Starting from the line containing "arm with a point.", write out the rest of the entries exactly, through the final line, including nothing else.
━━━━━━━━
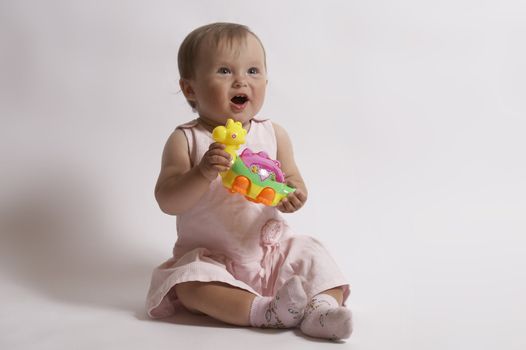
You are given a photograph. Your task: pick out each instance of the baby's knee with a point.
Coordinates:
(187, 294)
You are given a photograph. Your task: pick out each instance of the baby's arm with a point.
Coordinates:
(180, 185)
(297, 199)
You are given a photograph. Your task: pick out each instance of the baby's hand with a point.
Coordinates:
(214, 161)
(292, 202)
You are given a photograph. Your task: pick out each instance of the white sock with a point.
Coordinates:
(325, 318)
(284, 310)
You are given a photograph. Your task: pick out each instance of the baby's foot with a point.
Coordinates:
(284, 310)
(324, 318)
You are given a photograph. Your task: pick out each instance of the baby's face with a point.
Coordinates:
(230, 81)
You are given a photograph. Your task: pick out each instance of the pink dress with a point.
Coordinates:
(225, 238)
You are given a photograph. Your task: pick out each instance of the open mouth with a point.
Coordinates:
(239, 99)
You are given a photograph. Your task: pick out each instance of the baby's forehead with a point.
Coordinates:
(224, 45)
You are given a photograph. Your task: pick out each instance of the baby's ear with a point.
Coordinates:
(187, 89)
━━━━━━━━
Written answer:
You are given a photograph. Your task: pick out each instance of the baby's arm with a point.
Coordinates:
(180, 185)
(297, 199)
You are given a photograph. Your task: pick out each instance of the baby's hand with a point.
Coordinates:
(214, 161)
(292, 202)
You are given a photograph. Your task: pick out each instance of the white sock with a point.
Coordinates:
(325, 318)
(284, 310)
You are given a photograph. Your task: pick out each instance of the baby's foot with a point.
Coordinates:
(284, 310)
(324, 318)
You are given a photograph. Your task: pick out each instance of the baby's face with a point.
Coordinates:
(230, 81)
You are given a photograph. Your task: pick out each instance of the pink dress with a point.
Coordinates:
(225, 238)
You are given a photograph. Your task: pick out each instance of the open mouth with a point.
Coordinates:
(239, 99)
You are given a photograph. Your task: pick out each instance of the baby's forehead with a point.
Coordinates:
(224, 45)
You are given a photograph. Your task: pick out each instance of the baby's ear with a point.
Coordinates:
(187, 89)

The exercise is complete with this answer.